À época da declaração de Bolsonaro, o fiel escudeiro do presidente, o ministro da Casa Civil, Ciro Nogueira, também reforçou a fala do chefe em sua conta na rede social Twitter: “Então, presidente, se o senhor faz alguém perder 40 bilhões por ano para beneficiar os brasileiros, não surpreende que o prejudicado assine manifesto contra o senhor”.
As declarações de Bolsonaro causaram alvoroço à época, tanto que coube ao presidente do Banco Central, Roberto Campos Neto, dizer que não fazia sentido dizer que as instituições financeiras perderam dinheiro com o Pix. “Você tem uma perda de receita em transferência, mas por outro lado novas contas são abertas, novos modelos de negócio são gerados, você retira dinheiro de circulação, que é um custo enorme para o banco, você aumenta a transação, o transacional aumenta”, disse Campos Neto, em evento da Febraban.
No evento de ontem, Bolsonaro fez um copia e cola da declaração de Campos Neto: “Ninguém quer interferir em banco, isso tem a ver com taxa que cobra com questão de empréstimo e acredito que livre mercado é a melhor maneira de a gente viver em paz e harmonia e não mais sonharmos, mas termos certeza do progresso”.
Eduardo Moreira já havia alertado que o Pix foi criado a pedido de bancos, cujos lucros só sobem
O economista Eduardo Moreira já havia alertado para o fato de que a fala de Bolsonaro, à época, não fazia do menor sentido. Na edição do ICL Notícias desta quarta-feira (31), programa diário do YouTube, ele voltou a abordar o tema.

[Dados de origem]
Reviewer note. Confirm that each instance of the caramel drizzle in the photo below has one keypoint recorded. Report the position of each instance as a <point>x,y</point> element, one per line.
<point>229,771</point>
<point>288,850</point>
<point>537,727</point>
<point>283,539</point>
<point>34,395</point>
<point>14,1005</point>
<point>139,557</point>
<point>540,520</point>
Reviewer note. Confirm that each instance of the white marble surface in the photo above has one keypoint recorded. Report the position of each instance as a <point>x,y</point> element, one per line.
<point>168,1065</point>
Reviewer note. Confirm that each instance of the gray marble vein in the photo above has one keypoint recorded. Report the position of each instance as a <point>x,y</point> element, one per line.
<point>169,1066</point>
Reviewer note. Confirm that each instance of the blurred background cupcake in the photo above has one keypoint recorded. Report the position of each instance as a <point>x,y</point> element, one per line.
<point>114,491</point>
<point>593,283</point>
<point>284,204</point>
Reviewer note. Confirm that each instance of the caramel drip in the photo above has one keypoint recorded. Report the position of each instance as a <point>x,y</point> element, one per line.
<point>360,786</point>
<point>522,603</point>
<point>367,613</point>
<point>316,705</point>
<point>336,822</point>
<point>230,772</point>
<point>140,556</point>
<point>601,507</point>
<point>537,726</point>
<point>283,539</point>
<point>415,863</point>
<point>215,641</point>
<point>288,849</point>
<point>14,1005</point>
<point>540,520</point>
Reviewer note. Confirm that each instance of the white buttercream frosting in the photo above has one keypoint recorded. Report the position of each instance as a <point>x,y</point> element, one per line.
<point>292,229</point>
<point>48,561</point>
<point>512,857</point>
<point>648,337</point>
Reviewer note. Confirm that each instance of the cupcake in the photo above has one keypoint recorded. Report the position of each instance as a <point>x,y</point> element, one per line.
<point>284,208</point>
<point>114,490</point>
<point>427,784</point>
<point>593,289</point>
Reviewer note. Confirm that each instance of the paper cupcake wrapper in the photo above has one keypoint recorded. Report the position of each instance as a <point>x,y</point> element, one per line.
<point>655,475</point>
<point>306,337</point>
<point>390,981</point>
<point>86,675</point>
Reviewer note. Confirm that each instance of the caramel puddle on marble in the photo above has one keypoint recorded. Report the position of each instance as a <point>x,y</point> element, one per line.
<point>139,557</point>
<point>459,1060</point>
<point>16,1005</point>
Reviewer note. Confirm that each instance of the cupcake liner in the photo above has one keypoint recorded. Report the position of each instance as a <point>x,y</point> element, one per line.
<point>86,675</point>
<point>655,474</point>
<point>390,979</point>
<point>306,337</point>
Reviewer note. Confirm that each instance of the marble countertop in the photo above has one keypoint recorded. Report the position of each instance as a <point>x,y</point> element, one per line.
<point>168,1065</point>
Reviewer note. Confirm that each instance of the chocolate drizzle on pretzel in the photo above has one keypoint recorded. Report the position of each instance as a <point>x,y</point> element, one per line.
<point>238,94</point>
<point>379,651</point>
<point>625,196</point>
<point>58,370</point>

Questões do material
A. Redigite o trecho do texto sobre o Pix que começa em "Eduardo Moreira já havia alertado que" e segue até "abordar o tema.".
B. Traduza para o inglês a seguinte frase do texto sobre o Pix: "As declarações de Bolsonaro causaram alvoroço à época, tanto que coube ao presidente do Banco Central, Roberto Campos Neto, dizer que não fazia sentido dizer que as instituições financeiras perderam dinheiro com o Pix."
C. Por favor, dê continuidade ao texto sobre o Pix, começando logo após a última frase apresentada.

Respostas escritas
A.
Eduardo Moreira já havia alertado que o Pix foi criado a pedido de bancos, cujos lucros só sobem
O economista Eduardo Moreira já havia alertado para o fato de que a fala de Bolsonaro, à época, não fazia do menor sentido. Na edição do ICL Notícias desta quarta-feira (31), programa diário do YouTube, ele voltou a abordar o tema.

B. Bolsonaro's statements caused an uproar at the time, so much so that it fell to the president of the Central Bank, Roberto Campos Neto, to say that it made no sense to say that financial institutions had lost money with Pix.

C.
“Todos os dias tem mentira do Bolsonaro e nós pegamos aqui essa mentira. O Bolsonaro nem sabia o que era Pix, ele não tinha nem ideia. Por que foi feito o Pix? Quem pagou? O pix não foi feito contra os bancos – foi feito a pedido dos bancos, para ajudá-los, com dinheiro nosso”, reforçou, lembrando que os bancos tiveram aumento de 50% em seus lucros, ou seja, não perderam nenhum dinheiro com o instrumento de movimentação financeira.
A mentira sobre o Pix foi, aliás, repetida por Bolsonaro em sua entrevista ao Jornal Nacional, no último dia 22 de agosto. “Criamos o Pix tirando dinheiro de banqueiros”, declarou o presidente.
O Pix foi oficialmente lançado em outubro de 2020, ou seja, durante o primeiro ano do governo Bolsonaro. No entanto, ainda em 2016, o então presidente do BC, Ilan Goldfajn, já anunciava planos de criar uma ferramenta para transações bancárias instantâneas e gratuitas.
O ex-ministro da Fazenda, Nelson Barbosa, afirmou que durante o governo de Dilma Rousseff (PT) houve movimentações para viabilizar o Pix. A ferramenta, portanto, não foi uma iniciativa do governo Bolsonaro. Além disso, o Pix não tirou dinheiro dos bancos. Sem agências, os bancos gastam menos com segurança e movimentação do dinheiro em papel. A transferência gratuita colabora para essa economia.
Eduardo Moreira já havia explicado que o Pix foi um projeto criado para os bancos, pois acabou com a possibilidade de o cidadão transferir dinheiro por meio de outros aplicativos, como o WhatsApp, o que favoreceria uma competição saudável, na opinião dele.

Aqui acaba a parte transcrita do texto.